**Document section:**

****

Comments on book review (cstyle - (nf)

jab at uokvax.UUCP jab at uokvax.UUCP
Fri Jun 1 13:11:00 AEST 1984


#R:utzoo:-387800:uokvax:3000027:000:1791
uokvax!jab    May 31 22:11:00 1984

uiucdcs!liberte writes:

Maybe the best solution is to find a style that does work for most people
and the teach the remaining incorrigibles how to live with it.  Most 
aspects of style hardly matter all that much and most people will go along
with whatever is choosen, if it is reasonable.  But at the same time,
it is important to allow the freedom to explore new styles that just 
might be better.  The old innovation vs. standards tradeoff.

/* ---------- */

To which ea!mwm responds:

The trick, of course, is getting people to use the "standard" 
style/methodology (We switched tracks somewhere in there). Given the
horror stories seen here recently, I suspect that getting people to
*teach* a style/methodology will be the hard part.

/* ---------- */

Having never been good at keeping quiet (as Mike well knows), I feel
compelled to add my thirty-six cents. (It takes thirty-six cents to
go as far as two cents used to.)

****

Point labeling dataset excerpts
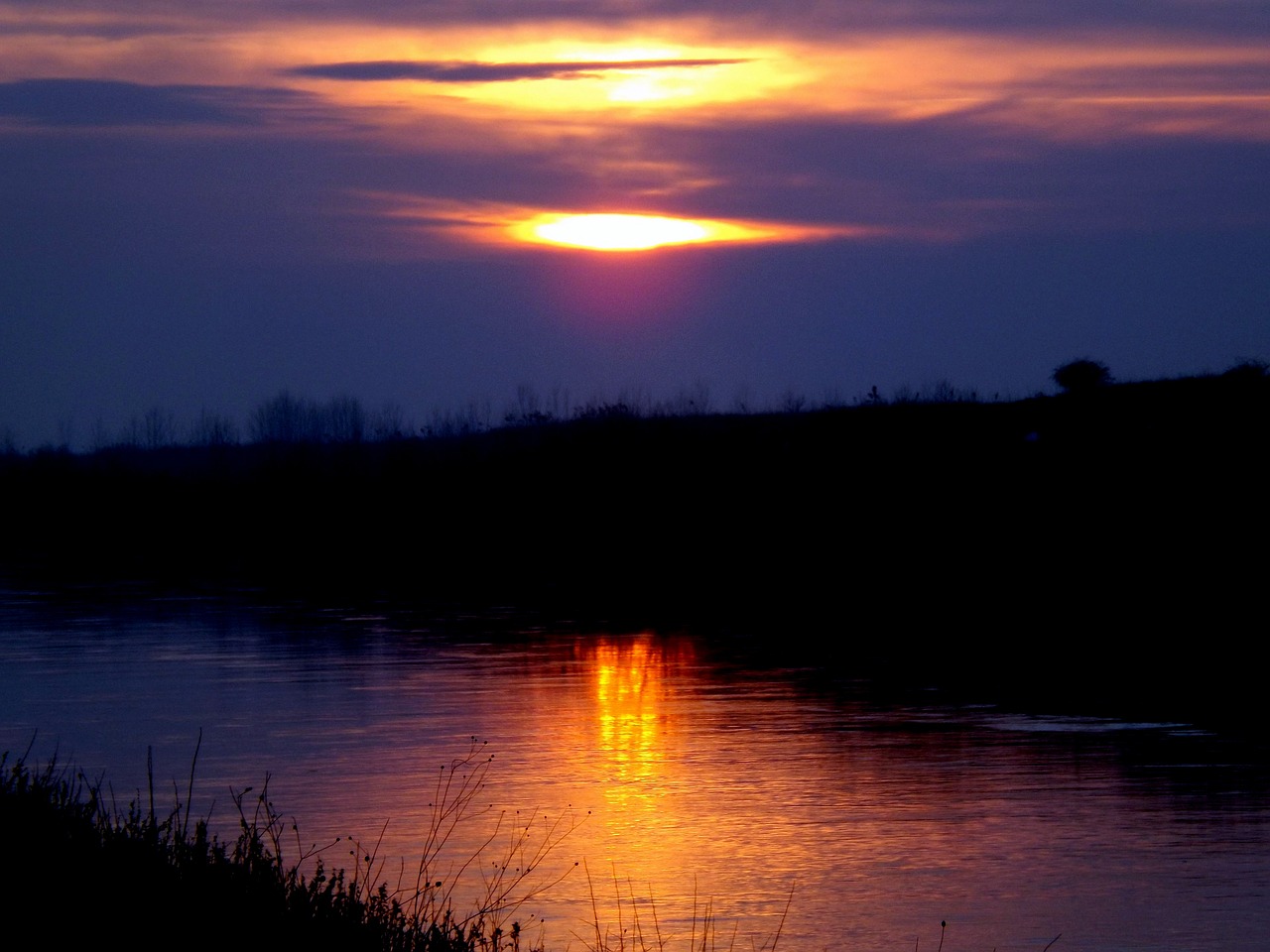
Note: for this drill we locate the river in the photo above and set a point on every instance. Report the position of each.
(654, 782)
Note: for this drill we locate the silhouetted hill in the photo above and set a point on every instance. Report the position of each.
(1075, 530)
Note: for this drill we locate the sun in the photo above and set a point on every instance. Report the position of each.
(617, 232)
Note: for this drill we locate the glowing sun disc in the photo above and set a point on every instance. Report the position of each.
(619, 232)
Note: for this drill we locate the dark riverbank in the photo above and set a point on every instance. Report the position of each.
(1043, 544)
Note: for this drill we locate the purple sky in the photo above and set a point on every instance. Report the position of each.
(202, 204)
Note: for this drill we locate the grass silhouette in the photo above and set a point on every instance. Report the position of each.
(89, 871)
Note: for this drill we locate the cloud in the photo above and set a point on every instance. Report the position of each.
(440, 71)
(96, 103)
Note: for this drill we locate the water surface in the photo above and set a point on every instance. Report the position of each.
(667, 771)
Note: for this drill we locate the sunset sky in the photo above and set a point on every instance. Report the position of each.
(202, 204)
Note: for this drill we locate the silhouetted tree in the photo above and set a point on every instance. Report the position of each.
(1082, 376)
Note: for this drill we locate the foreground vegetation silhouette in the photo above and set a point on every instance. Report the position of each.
(164, 880)
(159, 880)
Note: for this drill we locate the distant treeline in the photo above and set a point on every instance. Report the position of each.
(289, 417)
(1074, 526)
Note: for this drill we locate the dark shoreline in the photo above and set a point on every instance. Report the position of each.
(1038, 547)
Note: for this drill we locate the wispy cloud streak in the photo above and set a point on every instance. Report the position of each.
(439, 71)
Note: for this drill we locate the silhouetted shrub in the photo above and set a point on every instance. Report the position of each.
(1080, 376)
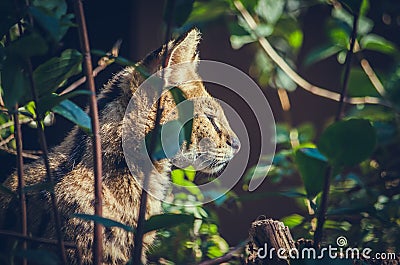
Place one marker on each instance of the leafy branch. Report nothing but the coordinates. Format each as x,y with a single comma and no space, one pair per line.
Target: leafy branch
300,81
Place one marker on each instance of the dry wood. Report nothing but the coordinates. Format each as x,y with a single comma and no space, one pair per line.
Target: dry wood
265,235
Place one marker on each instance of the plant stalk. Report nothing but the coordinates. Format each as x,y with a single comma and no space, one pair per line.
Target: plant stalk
21,181
97,159
328,175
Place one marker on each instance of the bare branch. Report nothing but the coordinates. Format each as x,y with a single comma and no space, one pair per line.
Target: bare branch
102,64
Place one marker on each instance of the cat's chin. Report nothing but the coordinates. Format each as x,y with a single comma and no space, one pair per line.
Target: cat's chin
215,169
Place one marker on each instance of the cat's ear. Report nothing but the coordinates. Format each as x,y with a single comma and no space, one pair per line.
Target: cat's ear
184,49
181,50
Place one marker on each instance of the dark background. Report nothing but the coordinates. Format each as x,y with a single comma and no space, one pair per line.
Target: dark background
139,24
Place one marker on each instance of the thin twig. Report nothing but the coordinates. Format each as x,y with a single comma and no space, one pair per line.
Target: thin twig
325,192
138,238
96,142
11,123
36,239
102,64
7,140
21,181
43,144
300,81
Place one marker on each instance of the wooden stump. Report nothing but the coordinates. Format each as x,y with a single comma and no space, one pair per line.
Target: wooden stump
270,243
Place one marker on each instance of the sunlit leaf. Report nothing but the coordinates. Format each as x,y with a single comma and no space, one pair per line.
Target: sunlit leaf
38,187
365,24
181,11
46,103
292,220
54,73
237,42
270,10
377,43
74,113
284,81
322,53
359,84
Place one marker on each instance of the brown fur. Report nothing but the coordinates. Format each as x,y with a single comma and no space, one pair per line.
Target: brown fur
121,193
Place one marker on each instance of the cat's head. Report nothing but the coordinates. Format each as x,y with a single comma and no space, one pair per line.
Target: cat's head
213,143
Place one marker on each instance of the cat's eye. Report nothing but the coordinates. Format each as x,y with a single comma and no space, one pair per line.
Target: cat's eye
214,123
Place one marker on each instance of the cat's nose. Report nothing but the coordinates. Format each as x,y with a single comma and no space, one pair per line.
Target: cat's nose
234,142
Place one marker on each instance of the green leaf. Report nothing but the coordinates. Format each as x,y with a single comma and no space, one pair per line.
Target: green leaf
15,81
377,43
54,73
74,113
39,256
354,5
185,110
167,220
365,24
237,42
190,172
102,220
168,141
284,81
346,143
8,16
46,103
270,10
293,220
322,53
312,166
56,27
206,11
218,247
7,191
360,85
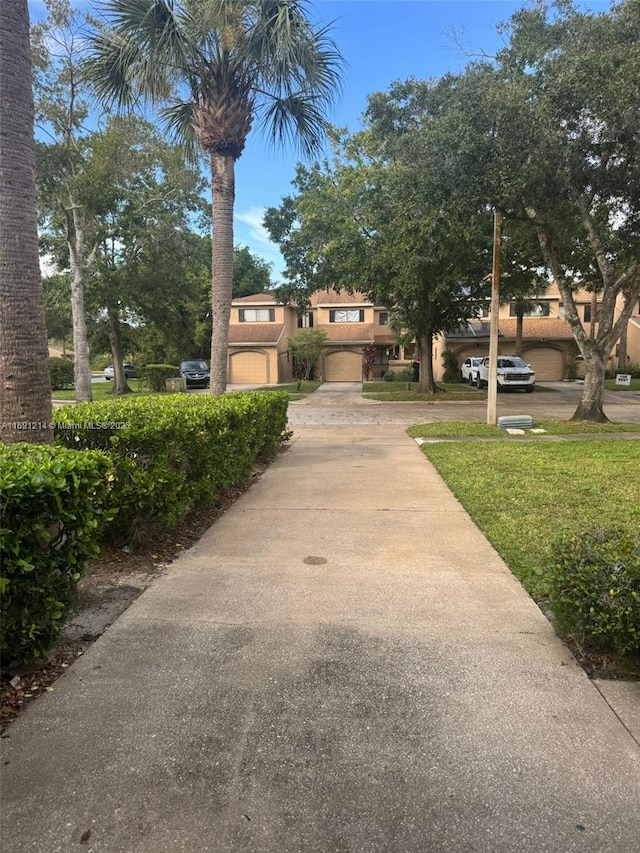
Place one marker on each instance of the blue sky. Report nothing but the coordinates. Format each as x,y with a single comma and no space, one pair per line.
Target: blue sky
382,41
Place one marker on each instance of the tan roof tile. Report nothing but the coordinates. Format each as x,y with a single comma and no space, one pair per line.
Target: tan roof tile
360,333
257,298
255,333
536,327
385,340
333,297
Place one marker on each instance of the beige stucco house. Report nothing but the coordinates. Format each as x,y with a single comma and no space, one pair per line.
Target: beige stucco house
260,328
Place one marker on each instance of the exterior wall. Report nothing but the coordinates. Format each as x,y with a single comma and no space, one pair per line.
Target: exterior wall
341,365
251,365
633,340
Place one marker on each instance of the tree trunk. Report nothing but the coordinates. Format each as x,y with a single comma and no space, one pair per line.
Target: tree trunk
426,384
591,406
25,386
622,348
81,360
223,196
592,321
120,385
519,325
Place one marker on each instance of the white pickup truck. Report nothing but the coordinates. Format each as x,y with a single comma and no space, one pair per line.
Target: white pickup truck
513,372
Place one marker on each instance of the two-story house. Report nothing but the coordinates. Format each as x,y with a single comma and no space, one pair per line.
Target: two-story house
260,329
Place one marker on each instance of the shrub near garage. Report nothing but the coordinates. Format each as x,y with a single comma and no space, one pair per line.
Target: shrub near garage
594,583
173,453
52,503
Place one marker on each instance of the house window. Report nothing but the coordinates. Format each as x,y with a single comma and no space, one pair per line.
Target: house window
540,309
257,315
346,315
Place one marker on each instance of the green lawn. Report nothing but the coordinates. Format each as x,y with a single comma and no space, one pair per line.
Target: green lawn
394,392
101,391
473,429
522,496
610,385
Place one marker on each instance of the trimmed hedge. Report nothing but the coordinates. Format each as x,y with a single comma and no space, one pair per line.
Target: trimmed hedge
594,583
52,501
174,453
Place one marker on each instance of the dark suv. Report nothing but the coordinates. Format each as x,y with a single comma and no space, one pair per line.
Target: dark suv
196,373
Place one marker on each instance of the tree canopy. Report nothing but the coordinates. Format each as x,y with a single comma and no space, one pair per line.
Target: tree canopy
214,67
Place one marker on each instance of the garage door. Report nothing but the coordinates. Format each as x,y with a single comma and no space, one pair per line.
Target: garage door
343,367
248,368
547,363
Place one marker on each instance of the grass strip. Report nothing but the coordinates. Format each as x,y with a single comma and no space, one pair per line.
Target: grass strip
476,429
522,496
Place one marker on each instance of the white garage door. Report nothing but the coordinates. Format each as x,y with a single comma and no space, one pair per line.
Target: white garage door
343,367
547,363
248,368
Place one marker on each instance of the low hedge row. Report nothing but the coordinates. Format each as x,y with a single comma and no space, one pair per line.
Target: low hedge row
594,581
173,453
139,464
52,502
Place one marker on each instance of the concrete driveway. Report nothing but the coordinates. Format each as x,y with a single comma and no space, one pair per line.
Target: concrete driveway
343,664
341,403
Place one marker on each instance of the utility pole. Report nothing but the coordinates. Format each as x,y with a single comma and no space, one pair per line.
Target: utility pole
492,390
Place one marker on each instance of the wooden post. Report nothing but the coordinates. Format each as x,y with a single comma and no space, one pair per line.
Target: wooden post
492,390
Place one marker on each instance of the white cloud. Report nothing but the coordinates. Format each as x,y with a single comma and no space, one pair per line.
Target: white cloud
256,237
253,218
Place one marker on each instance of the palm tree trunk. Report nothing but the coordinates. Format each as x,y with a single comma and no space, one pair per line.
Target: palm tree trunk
222,200
120,384
519,327
25,386
81,360
426,383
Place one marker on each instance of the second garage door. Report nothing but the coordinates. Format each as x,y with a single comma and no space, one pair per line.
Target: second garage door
248,368
343,366
547,363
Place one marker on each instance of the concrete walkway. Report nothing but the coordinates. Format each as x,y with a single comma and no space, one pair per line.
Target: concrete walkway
342,663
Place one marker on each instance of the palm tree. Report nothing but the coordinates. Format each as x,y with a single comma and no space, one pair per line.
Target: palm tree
217,66
25,387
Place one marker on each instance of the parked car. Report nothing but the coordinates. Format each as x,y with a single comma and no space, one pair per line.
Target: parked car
195,373
469,369
513,372
130,371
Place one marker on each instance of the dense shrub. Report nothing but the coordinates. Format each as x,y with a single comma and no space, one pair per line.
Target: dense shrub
404,375
61,373
51,501
155,375
595,589
630,368
174,453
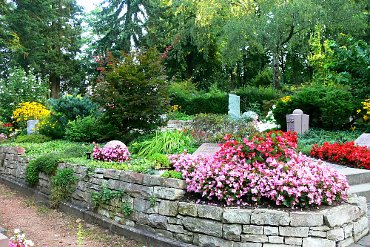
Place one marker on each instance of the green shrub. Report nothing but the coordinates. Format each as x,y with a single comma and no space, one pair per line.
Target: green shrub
329,107
168,142
72,106
213,128
63,184
161,160
172,174
134,92
83,129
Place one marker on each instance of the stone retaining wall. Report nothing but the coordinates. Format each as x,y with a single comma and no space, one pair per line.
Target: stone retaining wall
158,207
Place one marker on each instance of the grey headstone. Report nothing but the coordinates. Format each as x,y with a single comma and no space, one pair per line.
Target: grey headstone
363,140
31,126
207,149
234,106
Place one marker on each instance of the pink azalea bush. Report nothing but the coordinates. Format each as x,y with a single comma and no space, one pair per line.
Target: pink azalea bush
116,154
265,169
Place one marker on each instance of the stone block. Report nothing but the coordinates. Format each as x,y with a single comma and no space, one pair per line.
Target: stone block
168,193
360,225
209,241
131,177
306,219
175,228
271,230
232,232
254,238
254,230
293,241
189,209
276,239
209,212
173,183
237,216
341,215
270,217
151,180
289,231
169,208
204,226
318,242
336,234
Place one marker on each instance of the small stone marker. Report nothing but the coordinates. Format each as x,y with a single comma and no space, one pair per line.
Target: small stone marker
363,140
4,241
234,106
207,149
297,122
31,126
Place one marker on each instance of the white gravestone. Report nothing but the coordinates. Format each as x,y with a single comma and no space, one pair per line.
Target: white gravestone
297,122
234,106
31,126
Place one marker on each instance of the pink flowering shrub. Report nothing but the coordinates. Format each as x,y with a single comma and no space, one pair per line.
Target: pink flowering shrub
117,154
265,169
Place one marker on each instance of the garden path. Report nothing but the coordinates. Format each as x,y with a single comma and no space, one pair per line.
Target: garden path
47,227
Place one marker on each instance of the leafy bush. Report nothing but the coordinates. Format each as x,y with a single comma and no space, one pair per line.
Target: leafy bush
63,184
83,129
116,154
134,92
46,163
265,169
343,153
168,142
213,128
329,107
35,138
20,87
72,106
172,174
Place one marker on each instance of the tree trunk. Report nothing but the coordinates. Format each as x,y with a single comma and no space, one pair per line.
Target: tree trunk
54,85
276,70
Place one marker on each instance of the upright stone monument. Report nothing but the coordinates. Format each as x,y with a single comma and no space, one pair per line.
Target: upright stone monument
31,126
234,106
297,122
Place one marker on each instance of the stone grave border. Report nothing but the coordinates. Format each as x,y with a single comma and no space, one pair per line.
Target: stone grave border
173,222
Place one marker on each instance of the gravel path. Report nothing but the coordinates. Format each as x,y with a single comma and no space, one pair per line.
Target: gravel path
51,228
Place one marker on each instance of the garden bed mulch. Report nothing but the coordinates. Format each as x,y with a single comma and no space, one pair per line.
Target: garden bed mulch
51,228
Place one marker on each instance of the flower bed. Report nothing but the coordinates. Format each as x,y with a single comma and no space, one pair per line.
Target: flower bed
347,154
265,169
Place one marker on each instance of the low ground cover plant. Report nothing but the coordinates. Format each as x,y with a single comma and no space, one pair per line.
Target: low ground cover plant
346,153
265,169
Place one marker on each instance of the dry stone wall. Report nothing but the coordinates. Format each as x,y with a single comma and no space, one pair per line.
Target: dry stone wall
158,206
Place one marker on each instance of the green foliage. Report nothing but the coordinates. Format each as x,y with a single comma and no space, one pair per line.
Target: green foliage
329,107
20,87
319,136
73,106
172,174
127,209
83,130
213,128
105,196
161,160
168,142
35,138
134,92
63,184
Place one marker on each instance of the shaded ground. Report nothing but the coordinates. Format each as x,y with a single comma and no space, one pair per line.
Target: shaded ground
51,228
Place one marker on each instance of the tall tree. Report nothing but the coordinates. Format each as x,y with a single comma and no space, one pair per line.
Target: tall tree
120,25
49,32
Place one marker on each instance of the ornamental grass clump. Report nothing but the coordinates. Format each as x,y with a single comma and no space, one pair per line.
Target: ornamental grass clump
263,170
116,154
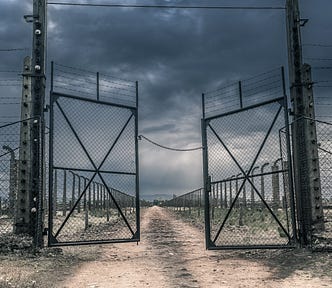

****

**Tasks to carry out:**
[1] Answer these questions using the newsgroup post:
(a) Who responds to the remarks by uiucdcs!liberte?
(b) In that response, what does the writer suspect will be the hard part?
(c) How many cents does the post's author say it takes to go as far as two cents used to?
[2] Reproduce verbatim the passage of the newsgroup post from "Having never been" up to and including "cents used to.)".

**Completed exercise:**
[1]
(a) ea!mwm
(b) Getting people to teach a style/methodology
(c) Thirty-six cents

[2]
Having never been good at keeping quiet (as Mike well knows), I feel
compelled to add my thirty-six cents. (It takes thirty-six cents to
go as far as two cents used to.)